Data supplied:
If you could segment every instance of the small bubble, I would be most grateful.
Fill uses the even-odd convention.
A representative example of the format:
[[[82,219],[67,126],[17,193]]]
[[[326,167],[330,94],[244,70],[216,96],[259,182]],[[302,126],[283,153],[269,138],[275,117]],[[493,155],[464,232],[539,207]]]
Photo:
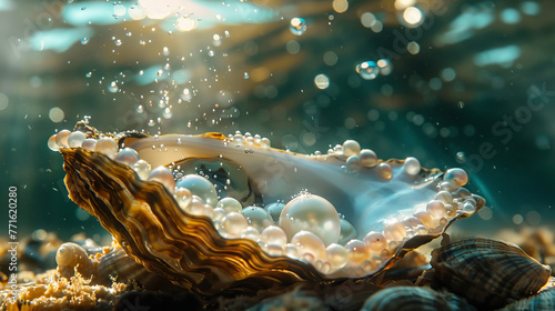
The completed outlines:
[[[380,74],[380,67],[374,61],[365,61],[356,66],[356,72],[364,80],[374,80]]]
[[[294,18],[291,20],[289,29],[295,36],[302,36],[306,31],[306,21],[302,18]]]

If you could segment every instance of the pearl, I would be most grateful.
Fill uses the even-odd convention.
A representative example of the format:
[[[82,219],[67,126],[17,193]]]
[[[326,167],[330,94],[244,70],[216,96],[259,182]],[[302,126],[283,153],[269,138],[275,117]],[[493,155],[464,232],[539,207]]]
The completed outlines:
[[[185,205],[184,211],[192,215],[204,215],[204,201],[198,195],[192,195],[191,202]]]
[[[283,245],[283,254],[292,259],[299,259],[299,250],[296,245],[291,243]]]
[[[440,191],[435,194],[435,200],[442,201],[444,204],[453,204],[453,195],[447,191]]]
[[[246,207],[242,212],[246,218],[246,221],[249,221],[249,225],[256,228],[259,231],[262,231],[266,227],[274,224],[272,217],[263,208]]]
[[[443,175],[443,180],[463,187],[468,182],[468,175],[463,169],[450,169]]]
[[[269,245],[285,245],[287,235],[280,227],[270,225],[260,233],[260,240]]]
[[[262,245],[262,250],[269,255],[283,255],[283,249],[281,245]]]
[[[370,149],[363,149],[359,154],[359,159],[361,159],[361,165],[365,168],[373,168],[377,164],[377,156]]]
[[[278,223],[278,222],[280,222],[280,214],[281,214],[281,211],[283,210],[284,207],[285,207],[285,204],[280,203],[280,202],[275,202],[275,203],[271,203],[271,204],[266,205],[265,209],[270,213],[270,215],[272,217],[273,221],[275,223]]]
[[[137,153],[134,149],[123,148],[118,152],[114,160],[128,167],[132,167],[137,161],[141,160],[141,158],[139,158],[139,153]]]
[[[426,211],[432,215],[432,218],[441,219],[447,215],[447,211],[445,210],[445,205],[442,201],[432,200],[427,202]]]
[[[345,165],[347,167],[347,169],[350,171],[355,171],[355,170],[360,169],[361,160],[356,156],[351,156],[351,157],[349,157],[349,159],[346,159]]]
[[[393,177],[393,172],[391,171],[390,164],[387,164],[387,163],[380,163],[380,165],[377,167],[377,169],[380,170],[380,175],[383,179],[391,179]]]
[[[260,231],[256,228],[249,225],[243,230],[241,239],[249,239],[253,240],[254,242],[258,242],[260,239]]]
[[[407,218],[403,219],[402,222],[405,227],[408,227],[408,228],[414,228],[418,224],[422,224],[422,221],[415,217],[407,217]]]
[[[69,131],[69,130],[61,130],[60,132],[58,132],[56,134],[56,143],[60,148],[68,148],[69,147],[69,144],[68,144],[68,138],[69,138],[70,134],[71,134],[71,131]]]
[[[246,227],[249,227],[249,223],[241,213],[231,212],[222,219],[222,229],[225,231],[226,238],[241,238]]]
[[[345,244],[346,242],[356,238],[356,235],[359,233],[356,232],[356,229],[354,228],[354,225],[351,224],[351,222],[349,222],[344,219],[340,219],[340,223],[341,223],[341,233],[340,233],[340,240],[339,240],[340,244]]]
[[[345,244],[347,251],[349,265],[361,265],[361,263],[370,258],[366,244],[361,240],[351,240]]]
[[[324,243],[312,232],[305,230],[297,232],[291,239],[291,243],[297,247],[297,251],[303,260],[314,262],[320,259],[325,259]]]
[[[432,220],[432,215],[428,212],[424,212],[424,211],[415,212],[414,217],[420,219],[420,221],[422,221],[422,223],[427,228],[432,228],[434,224],[434,222]]]
[[[416,175],[417,173],[420,173],[421,170],[418,159],[413,157],[406,158],[405,162],[403,163],[403,167],[405,169],[405,172],[410,175]]]
[[[188,174],[175,183],[176,187],[191,190],[194,195],[199,195],[206,204],[215,207],[218,203],[218,192],[208,179],[198,174]]]
[[[83,143],[84,144],[84,143]],[[150,164],[144,160],[139,160],[133,164],[133,170],[142,180],[148,180],[150,177]]]
[[[149,180],[162,183],[168,191],[173,192],[175,180],[173,174],[167,167],[158,167],[150,172]]]
[[[302,194],[291,200],[282,210],[280,227],[287,238],[306,230],[329,245],[337,242],[341,233],[340,217],[335,208],[322,197]]]
[[[370,231],[363,239],[364,244],[369,248],[371,252],[380,253],[385,247],[387,247],[387,240],[385,235],[380,232]]]
[[[226,214],[228,212],[222,208],[214,209],[214,220],[222,220]]]
[[[113,159],[115,157],[115,152],[118,152],[118,144],[111,138],[101,138],[97,141],[94,151],[103,153],[108,158]]]
[[[361,144],[355,140],[345,140],[343,142],[343,154],[346,157],[359,156],[361,153]]]
[[[50,148],[50,150],[52,150],[52,151],[59,151],[60,150],[60,146],[58,146],[58,143],[56,142],[56,134],[51,136],[48,139],[48,148]]]
[[[97,140],[93,138],[88,138],[88,139],[83,140],[81,148],[87,149],[89,151],[94,151],[94,149],[97,148]]]
[[[327,262],[331,264],[331,270],[339,270],[347,263],[347,251],[345,247],[331,243],[325,249],[325,255],[327,258]]]
[[[216,208],[223,209],[226,213],[235,212],[240,213],[243,210],[243,205],[234,198],[223,198],[215,204]]]
[[[403,223],[394,221],[385,225],[383,234],[387,241],[403,241],[406,237],[406,229]]]
[[[193,194],[186,188],[175,188],[175,193],[173,194],[179,207],[185,211],[193,199]]]
[[[87,137],[83,132],[74,131],[68,137],[68,144],[71,148],[81,148],[85,139]]]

Task details: Leave the pictures out and reproduce each record exactly as written.

The output:
If you could segment every instance of the small bubble, I would be most grateful.
Fill uses the even-odd convention.
A representative example of the format:
[[[82,219],[67,126],[17,193]]]
[[[326,167],[330,94],[244,70],[216,96],[259,182]],[[302,126],[283,153],[269,138],[275,117]],[[493,155],[464,232],[539,207]]]
Photo:
The completed outlines:
[[[380,74],[380,67],[374,61],[365,61],[356,66],[356,72],[364,80],[374,80]]]
[[[294,18],[291,20],[289,29],[295,36],[302,36],[306,31],[306,21],[302,18]]]

If you could segment every instance of the pearl, I would be most grateful.
Fill uses the even-odd convention.
A representative example of the format:
[[[82,219],[67,126],[17,193]]]
[[[326,167],[330,94],[244,70],[216,96],[259,182]],[[302,126],[283,153],[269,138],[275,117]],[[493,155],[464,232],[539,207]]]
The completed outlines:
[[[185,205],[184,211],[192,215],[204,215],[204,201],[198,195],[192,195],[191,202]]]
[[[283,245],[283,254],[292,259],[299,259],[299,250],[296,245],[291,243]]]
[[[440,191],[435,194],[435,200],[442,201],[444,204],[453,204],[453,195],[447,191]]]
[[[246,207],[242,212],[246,218],[246,221],[249,221],[249,225],[256,228],[259,231],[262,231],[266,227],[274,224],[272,217],[263,208]]]
[[[443,175],[443,180],[463,187],[468,182],[468,175],[463,169],[450,169]]]
[[[269,245],[285,245],[287,235],[280,227],[270,225],[260,233],[260,240]]]
[[[262,245],[262,250],[269,255],[283,255],[283,249],[281,245]]]
[[[370,149],[363,149],[359,154],[359,159],[361,159],[361,165],[365,168],[373,168],[377,164],[377,156]]]
[[[278,223],[278,222],[280,222],[280,214],[281,214],[281,211],[283,210],[284,207],[285,207],[285,204],[280,203],[280,202],[275,202],[275,203],[271,203],[271,204],[266,205],[265,209],[270,213],[270,215],[272,217],[273,221],[275,223]]]
[[[137,153],[134,149],[123,148],[118,152],[114,160],[128,167],[132,167],[137,161],[141,160],[141,158],[139,158],[139,153]]]
[[[426,211],[432,215],[432,218],[441,219],[447,215],[447,211],[445,210],[445,205],[442,201],[432,200],[427,202]]]
[[[345,165],[347,167],[347,169],[350,171],[355,171],[355,170],[360,169],[361,160],[356,156],[351,156],[351,157],[349,157],[349,159],[346,159]]]
[[[393,177],[393,172],[391,171],[390,164],[387,164],[387,163],[380,163],[380,165],[377,167],[377,169],[380,170],[380,175],[383,179],[391,179]]]
[[[260,231],[256,228],[249,225],[243,230],[241,239],[249,239],[253,240],[254,242],[258,242],[260,239]]]
[[[407,218],[403,219],[402,222],[405,227],[408,227],[408,228],[414,228],[418,224],[422,224],[422,221],[415,217],[407,217]]]
[[[69,131],[69,130],[61,130],[60,132],[58,132],[56,134],[56,143],[60,148],[68,148],[69,147],[69,144],[68,144],[68,138],[69,138],[70,134],[71,134],[71,131]]]
[[[246,227],[249,227],[249,223],[241,213],[231,212],[222,219],[222,229],[225,231],[226,238],[241,238]]]
[[[345,244],[346,242],[356,238],[356,235],[359,233],[356,232],[356,229],[354,228],[354,225],[351,224],[351,222],[349,222],[344,219],[340,219],[340,223],[341,223],[341,233],[340,233],[340,240],[339,240],[340,244]]]
[[[345,244],[347,251],[349,265],[361,265],[361,263],[370,258],[366,244],[361,240],[351,240]]]
[[[324,243],[312,232],[305,230],[297,232],[291,239],[291,243],[297,247],[297,251],[303,260],[314,262],[320,259],[325,259]]]
[[[432,220],[432,215],[428,212],[424,212],[424,211],[415,212],[414,217],[420,219],[420,221],[422,221],[422,223],[427,228],[432,228],[434,224],[434,222]]]
[[[416,175],[417,173],[420,173],[421,170],[418,159],[413,157],[406,158],[405,162],[403,163],[403,167],[405,169],[405,172],[410,175]]]
[[[188,174],[175,183],[176,187],[191,190],[194,195],[199,195],[206,204],[215,207],[218,203],[218,192],[208,179],[198,174]]]
[[[83,143],[84,144],[84,143]],[[150,164],[144,160],[139,160],[133,164],[133,170],[142,180],[148,180],[150,177]]]
[[[149,180],[162,183],[168,191],[173,192],[175,180],[173,174],[167,167],[158,167],[150,172]]]
[[[302,194],[291,200],[282,210],[280,227],[287,238],[306,230],[329,245],[337,242],[341,233],[340,217],[335,208],[322,197]]]
[[[370,231],[363,239],[364,244],[369,248],[371,252],[380,253],[385,247],[387,247],[387,240],[385,235],[380,232]]]
[[[226,214],[228,212],[222,208],[214,209],[214,220],[222,220]]]
[[[113,159],[115,157],[115,152],[118,152],[118,144],[111,138],[101,138],[97,141],[94,151],[103,153],[108,158]]]
[[[361,144],[355,140],[345,140],[343,142],[343,154],[346,157],[359,156],[361,153]]]
[[[50,148],[50,150],[52,150],[52,151],[59,151],[60,150],[60,146],[58,146],[58,143],[56,142],[56,134],[51,136],[48,139],[48,148]]]
[[[97,140],[93,138],[88,138],[88,139],[83,140],[81,148],[87,149],[89,151],[94,151],[94,149],[97,148]]]
[[[327,262],[331,264],[331,270],[339,270],[347,263],[347,251],[345,247],[331,243],[325,249],[325,255],[327,258]]]
[[[216,208],[223,209],[226,213],[235,212],[240,213],[243,210],[243,205],[234,198],[223,198],[215,204]]]
[[[403,223],[394,221],[385,225],[383,234],[387,241],[403,241],[406,237],[406,229]]]
[[[193,194],[186,188],[175,188],[175,193],[173,194],[179,207],[185,211],[193,199]]]
[[[87,137],[83,132],[74,131],[68,137],[68,144],[71,148],[81,148],[85,139]]]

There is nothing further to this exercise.